[Records excerpted from a collection]

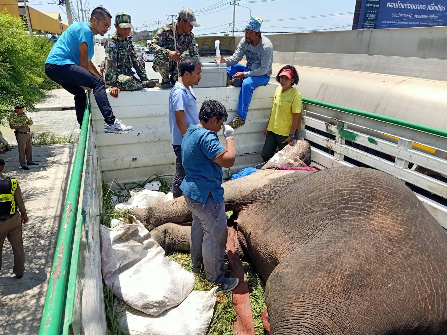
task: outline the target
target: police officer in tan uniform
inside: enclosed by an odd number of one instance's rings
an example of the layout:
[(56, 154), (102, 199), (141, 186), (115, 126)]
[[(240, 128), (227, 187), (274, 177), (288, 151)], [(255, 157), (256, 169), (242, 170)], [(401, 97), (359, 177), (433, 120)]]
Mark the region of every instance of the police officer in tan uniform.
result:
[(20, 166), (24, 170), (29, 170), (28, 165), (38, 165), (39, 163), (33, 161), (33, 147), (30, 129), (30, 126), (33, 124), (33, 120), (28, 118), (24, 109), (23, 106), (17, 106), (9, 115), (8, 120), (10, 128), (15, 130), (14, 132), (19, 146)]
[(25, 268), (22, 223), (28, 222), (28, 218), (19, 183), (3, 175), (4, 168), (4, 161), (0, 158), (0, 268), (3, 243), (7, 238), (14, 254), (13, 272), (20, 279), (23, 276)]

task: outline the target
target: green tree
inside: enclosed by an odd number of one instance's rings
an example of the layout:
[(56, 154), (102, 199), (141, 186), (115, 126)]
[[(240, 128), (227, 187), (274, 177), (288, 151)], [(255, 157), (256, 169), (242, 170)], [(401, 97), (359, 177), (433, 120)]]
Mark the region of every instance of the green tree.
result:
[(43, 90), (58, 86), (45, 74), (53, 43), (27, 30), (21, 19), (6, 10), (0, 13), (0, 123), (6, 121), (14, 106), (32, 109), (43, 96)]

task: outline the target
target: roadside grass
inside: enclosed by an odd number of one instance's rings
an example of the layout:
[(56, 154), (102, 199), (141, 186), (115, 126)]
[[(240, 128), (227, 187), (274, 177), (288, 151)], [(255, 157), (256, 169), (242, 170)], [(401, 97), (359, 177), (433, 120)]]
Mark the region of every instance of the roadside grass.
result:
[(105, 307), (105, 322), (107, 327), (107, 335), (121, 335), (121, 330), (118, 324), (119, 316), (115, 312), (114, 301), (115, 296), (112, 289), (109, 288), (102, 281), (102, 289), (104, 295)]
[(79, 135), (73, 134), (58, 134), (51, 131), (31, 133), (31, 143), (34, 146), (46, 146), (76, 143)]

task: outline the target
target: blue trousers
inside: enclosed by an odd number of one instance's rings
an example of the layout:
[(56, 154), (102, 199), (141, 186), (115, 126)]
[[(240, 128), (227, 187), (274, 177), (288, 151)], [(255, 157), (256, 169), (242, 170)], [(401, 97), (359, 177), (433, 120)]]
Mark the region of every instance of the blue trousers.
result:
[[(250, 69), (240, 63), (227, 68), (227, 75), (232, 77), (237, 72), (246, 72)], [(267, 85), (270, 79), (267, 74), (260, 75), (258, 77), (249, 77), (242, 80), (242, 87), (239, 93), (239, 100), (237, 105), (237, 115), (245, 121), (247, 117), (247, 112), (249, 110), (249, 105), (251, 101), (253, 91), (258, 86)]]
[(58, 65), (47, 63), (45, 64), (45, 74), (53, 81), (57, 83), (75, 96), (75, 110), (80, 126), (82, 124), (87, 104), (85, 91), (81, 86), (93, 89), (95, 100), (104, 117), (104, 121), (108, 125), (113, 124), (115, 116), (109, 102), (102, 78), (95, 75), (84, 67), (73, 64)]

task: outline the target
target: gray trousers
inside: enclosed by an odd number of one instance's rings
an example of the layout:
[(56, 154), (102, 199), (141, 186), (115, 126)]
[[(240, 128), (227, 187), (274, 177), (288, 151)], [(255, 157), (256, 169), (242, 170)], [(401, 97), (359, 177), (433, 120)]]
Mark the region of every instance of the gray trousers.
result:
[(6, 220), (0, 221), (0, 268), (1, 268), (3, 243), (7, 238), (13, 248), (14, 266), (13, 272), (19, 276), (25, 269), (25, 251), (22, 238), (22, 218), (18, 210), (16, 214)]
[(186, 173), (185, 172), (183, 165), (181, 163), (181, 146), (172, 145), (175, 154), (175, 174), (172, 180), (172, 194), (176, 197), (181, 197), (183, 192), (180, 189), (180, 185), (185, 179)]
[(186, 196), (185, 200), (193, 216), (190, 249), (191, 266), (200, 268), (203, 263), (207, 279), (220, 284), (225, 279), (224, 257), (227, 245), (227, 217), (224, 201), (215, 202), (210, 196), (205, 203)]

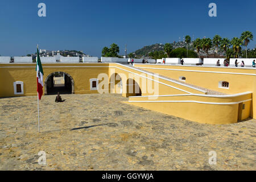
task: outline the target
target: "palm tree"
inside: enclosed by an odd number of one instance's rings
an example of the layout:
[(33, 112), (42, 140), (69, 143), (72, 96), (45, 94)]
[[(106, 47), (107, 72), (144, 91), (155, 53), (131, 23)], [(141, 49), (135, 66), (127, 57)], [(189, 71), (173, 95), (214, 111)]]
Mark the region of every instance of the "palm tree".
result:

...

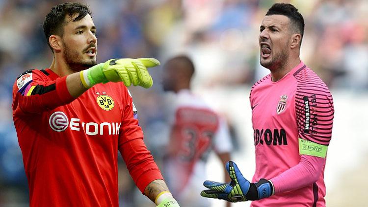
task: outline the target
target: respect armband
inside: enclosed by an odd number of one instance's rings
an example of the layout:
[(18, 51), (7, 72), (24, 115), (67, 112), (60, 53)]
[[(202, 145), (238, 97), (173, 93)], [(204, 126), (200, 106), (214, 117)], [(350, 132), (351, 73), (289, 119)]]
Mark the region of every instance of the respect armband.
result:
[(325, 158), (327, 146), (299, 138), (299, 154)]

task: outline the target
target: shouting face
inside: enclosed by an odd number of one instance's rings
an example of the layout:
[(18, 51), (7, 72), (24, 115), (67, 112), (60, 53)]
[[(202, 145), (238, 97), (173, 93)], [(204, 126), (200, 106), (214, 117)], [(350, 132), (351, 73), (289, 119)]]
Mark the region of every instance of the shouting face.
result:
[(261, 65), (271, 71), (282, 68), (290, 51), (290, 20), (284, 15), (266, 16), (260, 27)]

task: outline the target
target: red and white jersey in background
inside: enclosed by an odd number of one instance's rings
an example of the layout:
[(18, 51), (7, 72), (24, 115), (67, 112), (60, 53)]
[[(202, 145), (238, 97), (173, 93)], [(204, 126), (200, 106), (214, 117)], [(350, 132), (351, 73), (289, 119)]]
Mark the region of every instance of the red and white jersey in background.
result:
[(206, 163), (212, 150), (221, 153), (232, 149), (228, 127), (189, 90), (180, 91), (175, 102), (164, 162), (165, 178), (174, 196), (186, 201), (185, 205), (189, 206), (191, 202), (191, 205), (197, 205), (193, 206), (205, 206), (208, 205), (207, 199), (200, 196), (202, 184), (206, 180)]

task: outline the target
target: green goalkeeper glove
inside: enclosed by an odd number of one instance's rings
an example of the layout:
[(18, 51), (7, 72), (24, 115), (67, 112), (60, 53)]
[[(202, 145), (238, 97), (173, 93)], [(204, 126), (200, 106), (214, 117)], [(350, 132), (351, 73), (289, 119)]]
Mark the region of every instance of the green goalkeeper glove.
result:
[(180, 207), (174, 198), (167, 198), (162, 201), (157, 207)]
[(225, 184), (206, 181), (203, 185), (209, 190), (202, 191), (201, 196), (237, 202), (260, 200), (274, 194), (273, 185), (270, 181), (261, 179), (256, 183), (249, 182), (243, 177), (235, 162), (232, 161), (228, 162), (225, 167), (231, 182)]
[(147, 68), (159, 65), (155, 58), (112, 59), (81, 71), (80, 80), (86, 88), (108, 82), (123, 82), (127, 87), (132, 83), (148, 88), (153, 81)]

YOUR GOAL | Select every line in the items above that contains the word "officer", and copy each of those lines.

RESULT FOR THIS TASK |
target: police officer in tan uniform
Mark the region of every instance of the police officer in tan uniform.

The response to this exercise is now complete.